[Object position labeling entries]
============================================================

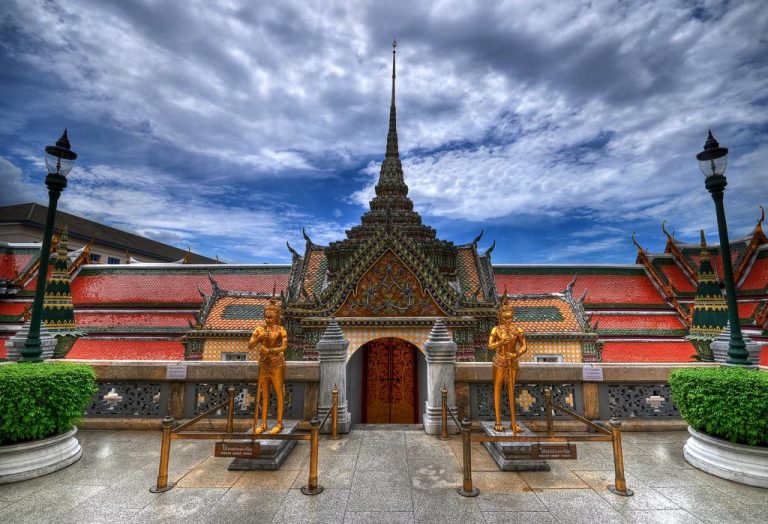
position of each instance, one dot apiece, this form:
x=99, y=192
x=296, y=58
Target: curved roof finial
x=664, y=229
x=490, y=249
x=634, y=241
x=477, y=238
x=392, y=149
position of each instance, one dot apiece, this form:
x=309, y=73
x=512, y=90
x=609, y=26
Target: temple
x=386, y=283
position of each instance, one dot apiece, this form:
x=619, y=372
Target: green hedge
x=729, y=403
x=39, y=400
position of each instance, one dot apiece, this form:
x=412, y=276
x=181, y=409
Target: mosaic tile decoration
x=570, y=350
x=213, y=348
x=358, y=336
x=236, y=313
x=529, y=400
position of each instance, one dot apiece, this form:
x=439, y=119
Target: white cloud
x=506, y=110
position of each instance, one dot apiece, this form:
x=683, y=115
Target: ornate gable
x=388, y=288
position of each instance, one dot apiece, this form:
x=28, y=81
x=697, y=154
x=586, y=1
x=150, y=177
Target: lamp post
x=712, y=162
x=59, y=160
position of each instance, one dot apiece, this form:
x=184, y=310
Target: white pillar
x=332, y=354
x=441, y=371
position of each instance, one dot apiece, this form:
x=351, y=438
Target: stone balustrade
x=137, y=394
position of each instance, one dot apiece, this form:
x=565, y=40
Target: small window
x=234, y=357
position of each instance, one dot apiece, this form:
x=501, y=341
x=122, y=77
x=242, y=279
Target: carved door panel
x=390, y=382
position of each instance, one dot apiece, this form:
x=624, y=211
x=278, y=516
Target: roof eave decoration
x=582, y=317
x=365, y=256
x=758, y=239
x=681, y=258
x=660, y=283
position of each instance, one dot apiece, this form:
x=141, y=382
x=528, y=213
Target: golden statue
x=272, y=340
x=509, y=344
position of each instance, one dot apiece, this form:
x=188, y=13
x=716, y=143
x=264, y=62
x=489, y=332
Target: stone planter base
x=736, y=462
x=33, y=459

============================================================

> _DIRECTIONS FOR THIS TASK_
Set down all the data again exactly as above, pictures excluded.

> _WRITTEN REPLY_
position of each instance, one dot apiece, this form:
x=99, y=192
x=296, y=58
Target: curved roof finial
x=664, y=229
x=490, y=249
x=634, y=241
x=477, y=238
x=392, y=149
position of each instance, one dot apiece, this form:
x=309, y=73
x=512, y=90
x=609, y=26
Target: temple
x=386, y=283
position of each instance, one dot apiece, this form:
x=619, y=372
Target: green hedge
x=729, y=403
x=39, y=400
position of each instance, one dot apiece, this form:
x=412, y=276
x=181, y=409
Target: mosaic tile decoration
x=570, y=350
x=213, y=348
x=358, y=336
x=236, y=313
x=529, y=400
position of each instance, one dot apiece, this form:
x=439, y=119
Target: white cloud
x=506, y=110
position of each instance, one dot apiece, this form:
x=683, y=115
Target: ornate gable
x=388, y=288
position of each instance, one dot apiece, this form:
x=28, y=81
x=697, y=154
x=586, y=1
x=150, y=177
Target: lamp post
x=712, y=162
x=59, y=160
position of each instance, one dot apiece, this form:
x=184, y=310
Target: white pillar
x=332, y=354
x=441, y=371
position of each instance, one dot apiece, this form:
x=351, y=438
Target: stone balustrade
x=137, y=394
position of each instance, one dot apiece, this form:
x=565, y=40
Target: small window
x=234, y=357
position of each instance, one dot apiece, this form:
x=501, y=341
x=122, y=77
x=242, y=279
Target: carved door panel
x=390, y=382
position of each instance, one dot apiece, this form:
x=624, y=211
x=278, y=516
Target: roof eave decoration
x=582, y=317
x=365, y=256
x=758, y=239
x=681, y=258
x=660, y=283
position of each instance, one dot apiece, this form:
x=141, y=382
x=528, y=213
Target: golden statue
x=272, y=340
x=509, y=344
position of each instance, one dot apiece, this form:
x=188, y=13
x=716, y=143
x=264, y=62
x=489, y=332
Target: stone planter base
x=736, y=462
x=33, y=459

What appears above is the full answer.